By Jamie Mealey, Professional Consultant
If you watch or read stock market analysis and commentary, you have probably heard economists and analysts refer to the current market as relatively fairly valued (vs. overvalued or undervalued). Of course, there are many different markets and many different metrics, so when analysts say the market is “fairly valued” what are they really saying?
The detailed analyses regarding market valuations can get complicated when we look at historical earnings, projected future earnings,interest rates, inflation, fundamentals, trends, world economics,domestic/foreign political considerations, etc. Sometimes it is helpful to eliminate the technical lingo like PE, EPS, ERP, PEG, and EBTIDA, and simply explain how analysts can still call the market “fairly valued” when it has been achieving all-time highs every couple of months since early 2013.
The basic explanation is that if we were to purchase “the market” at today’s prices, both buyer and seller should be happy with the price at which they bought or sold. The buyer would not necessarily be getting a great bargain (like if they purchased company stocks that sell non-essential goods and services in mid-2009 or if they bought an original Picasso at an estate sale for $50), but they wouldn’t necessarily be making a big mistake either(like if they purchased technology company stocks prior to the burst of the tech bubble in early 2000 or they graduated college in 2006 and immediately took out a 120% mortgage on a really big house). That is what it means when analysts say that the market is fairly valued.

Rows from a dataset
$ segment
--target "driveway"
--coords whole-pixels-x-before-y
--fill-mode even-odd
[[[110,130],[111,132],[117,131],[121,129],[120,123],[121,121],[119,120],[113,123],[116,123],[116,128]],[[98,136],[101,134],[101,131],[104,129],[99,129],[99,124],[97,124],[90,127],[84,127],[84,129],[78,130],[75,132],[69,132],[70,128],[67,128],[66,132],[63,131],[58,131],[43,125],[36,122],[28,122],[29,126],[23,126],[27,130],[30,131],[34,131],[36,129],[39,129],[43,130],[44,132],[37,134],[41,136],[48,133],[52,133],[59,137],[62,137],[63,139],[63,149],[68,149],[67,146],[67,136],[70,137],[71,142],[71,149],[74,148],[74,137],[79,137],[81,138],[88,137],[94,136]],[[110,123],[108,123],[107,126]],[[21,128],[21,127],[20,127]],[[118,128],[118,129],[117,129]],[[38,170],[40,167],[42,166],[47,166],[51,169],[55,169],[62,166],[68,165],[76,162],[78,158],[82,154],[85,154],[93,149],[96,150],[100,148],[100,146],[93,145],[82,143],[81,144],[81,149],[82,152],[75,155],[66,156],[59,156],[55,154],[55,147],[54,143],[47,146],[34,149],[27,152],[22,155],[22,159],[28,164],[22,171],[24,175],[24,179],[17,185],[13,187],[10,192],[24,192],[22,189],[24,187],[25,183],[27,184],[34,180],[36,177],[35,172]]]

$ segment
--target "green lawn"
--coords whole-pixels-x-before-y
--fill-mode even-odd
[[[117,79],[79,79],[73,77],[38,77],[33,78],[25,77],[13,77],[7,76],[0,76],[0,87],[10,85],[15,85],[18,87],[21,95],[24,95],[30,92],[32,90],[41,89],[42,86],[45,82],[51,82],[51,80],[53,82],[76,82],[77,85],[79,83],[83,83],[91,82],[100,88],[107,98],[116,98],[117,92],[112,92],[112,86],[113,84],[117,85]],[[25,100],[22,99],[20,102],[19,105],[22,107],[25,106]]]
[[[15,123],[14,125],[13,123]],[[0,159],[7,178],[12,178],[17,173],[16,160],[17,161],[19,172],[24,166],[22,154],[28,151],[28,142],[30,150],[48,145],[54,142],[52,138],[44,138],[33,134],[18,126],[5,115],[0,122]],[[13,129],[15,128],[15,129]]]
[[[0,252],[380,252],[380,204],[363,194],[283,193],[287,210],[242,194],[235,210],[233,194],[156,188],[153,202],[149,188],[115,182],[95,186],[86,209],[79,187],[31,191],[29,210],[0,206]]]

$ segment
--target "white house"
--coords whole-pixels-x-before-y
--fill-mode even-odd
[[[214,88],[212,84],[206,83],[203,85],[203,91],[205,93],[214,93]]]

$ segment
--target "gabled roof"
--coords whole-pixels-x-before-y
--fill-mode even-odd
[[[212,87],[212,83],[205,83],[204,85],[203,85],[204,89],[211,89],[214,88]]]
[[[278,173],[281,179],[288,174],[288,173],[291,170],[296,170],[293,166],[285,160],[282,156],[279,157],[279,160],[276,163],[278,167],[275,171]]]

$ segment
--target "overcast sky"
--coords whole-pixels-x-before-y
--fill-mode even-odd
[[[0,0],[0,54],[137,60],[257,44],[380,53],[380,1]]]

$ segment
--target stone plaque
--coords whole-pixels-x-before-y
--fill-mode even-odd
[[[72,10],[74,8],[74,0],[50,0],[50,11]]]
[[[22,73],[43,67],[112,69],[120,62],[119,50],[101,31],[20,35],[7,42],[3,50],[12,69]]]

**REQUIREMENTS:** According to the article on market valuation, since when has the market been reaching all-time highs every couple of months?

**SOLUTION FOR THIS TASK:** Since early 2013.